* TASK BRIEF
Without the pictures, copy all of the data exactly.

* RECORDS TO USE
# # # #

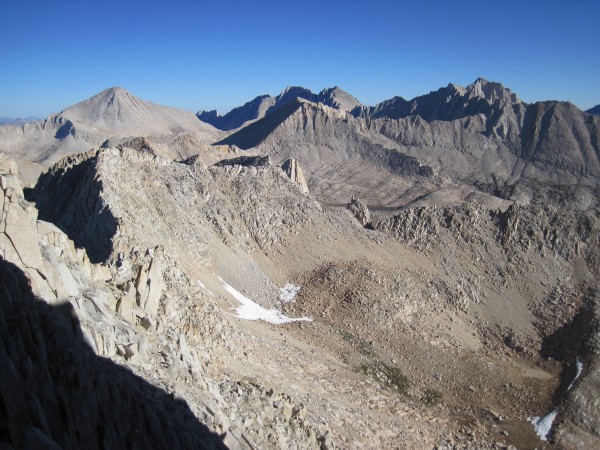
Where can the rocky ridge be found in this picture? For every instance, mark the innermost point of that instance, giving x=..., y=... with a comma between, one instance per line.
x=117, y=310
x=236, y=224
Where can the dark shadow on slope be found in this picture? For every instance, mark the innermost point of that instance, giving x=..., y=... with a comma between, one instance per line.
x=569, y=343
x=255, y=133
x=55, y=392
x=70, y=197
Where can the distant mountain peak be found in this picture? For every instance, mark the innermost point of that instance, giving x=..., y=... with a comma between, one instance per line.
x=491, y=91
x=595, y=110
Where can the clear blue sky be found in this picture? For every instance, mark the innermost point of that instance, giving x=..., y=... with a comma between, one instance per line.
x=219, y=54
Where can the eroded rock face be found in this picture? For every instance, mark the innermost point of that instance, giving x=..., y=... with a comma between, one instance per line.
x=293, y=170
x=131, y=313
x=56, y=393
x=360, y=211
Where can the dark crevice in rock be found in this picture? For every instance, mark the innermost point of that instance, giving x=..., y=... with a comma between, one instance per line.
x=56, y=393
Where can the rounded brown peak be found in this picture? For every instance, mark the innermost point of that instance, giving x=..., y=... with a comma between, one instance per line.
x=338, y=98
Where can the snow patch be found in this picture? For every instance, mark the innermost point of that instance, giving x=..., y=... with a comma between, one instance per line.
x=289, y=292
x=201, y=284
x=253, y=311
x=543, y=425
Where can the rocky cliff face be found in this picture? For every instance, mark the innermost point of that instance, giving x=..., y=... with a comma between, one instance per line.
x=116, y=312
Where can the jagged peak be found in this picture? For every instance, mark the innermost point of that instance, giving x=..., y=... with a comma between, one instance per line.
x=293, y=90
x=491, y=91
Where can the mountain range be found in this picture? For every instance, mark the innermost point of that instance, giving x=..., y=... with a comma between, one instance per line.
x=481, y=138
x=303, y=272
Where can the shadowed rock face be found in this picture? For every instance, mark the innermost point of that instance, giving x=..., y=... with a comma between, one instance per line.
x=595, y=110
x=56, y=393
x=70, y=197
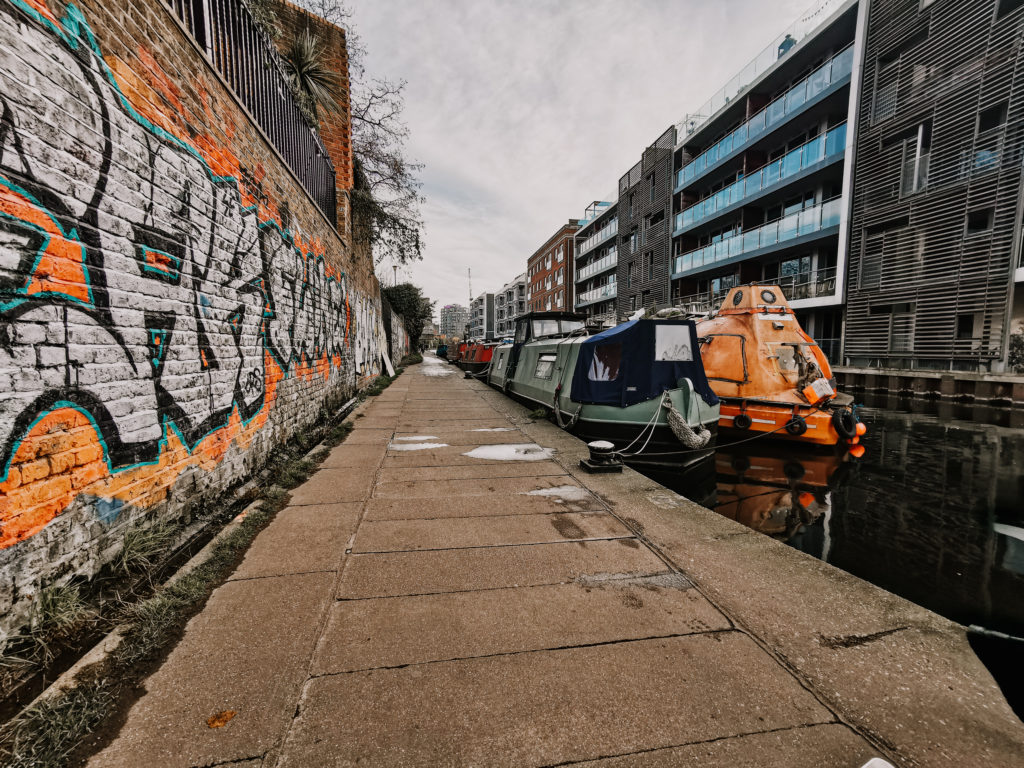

# # # #

* RESPONSE BELOW
Where can the rocky ridge be found in this picture? For every instance, mark the innermost point of that instance, giving x=..., y=... with a comma between, one instance per line.
x=117, y=310
x=236, y=224
Where can the dark shadow on slope be found in this picture? For every instance, mark the innermost point of that instance, giving x=..., y=... with a comma between, one instance per line.
x=569, y=343
x=255, y=133
x=55, y=392
x=70, y=197
Where can the distant mountain peak be found in this picture? For every instance, mark the innermost point of that instance, giving x=..., y=... with a comma between, one instance per line.
x=491, y=91
x=595, y=110
Where can the clear blue sky be found in this picture? For every instance, mark the innermost point of that instance, giving x=..., y=... with a comma between, one instance per line.
x=219, y=54
Where can the eroded rock face be found in this picture? For every instance, mark the innermost point of that instance, giving x=..., y=... with a comma between, one instance per line.
x=293, y=170
x=131, y=313
x=56, y=393
x=360, y=211
Where can the dark crevice in rock be found in this picture? For every instance, mark the innermost point of that instance, giving x=..., y=... with a comma between, one instance per line.
x=56, y=393
Where can the rounded brown peak be found in this picture? For every instance, mark the innermost point of that instance, giving x=..., y=... with a comma between, one instance per line.
x=338, y=98
Where can the snow patch be found in this picture? For every instance, mark the innermost point of that instance, giving x=..., y=... with a comma between, one instance per line.
x=289, y=292
x=201, y=284
x=253, y=311
x=543, y=425
Where can the rocky cliff face be found in this picture? For every instance, mark the innermost point of that instance, giving x=..., y=... with a comma between, one instance per line.
x=116, y=312
Where can the jagged peak be found in this picture? For every instance, mark the innermost point of that instance, giving x=..., y=... with a comma between, one instance per line.
x=293, y=90
x=491, y=91
Where can the mountain range be found in this picture? For every instance, mark the innermost point of that instance, giving x=..., y=... with a comma between, one instance per line.
x=481, y=138
x=303, y=272
Where can the shadowed rock face be found in this picture? For every instance, mark the innermost point of that instance, giving x=..., y=... with a comma between, one instance per line.
x=595, y=110
x=56, y=393
x=70, y=197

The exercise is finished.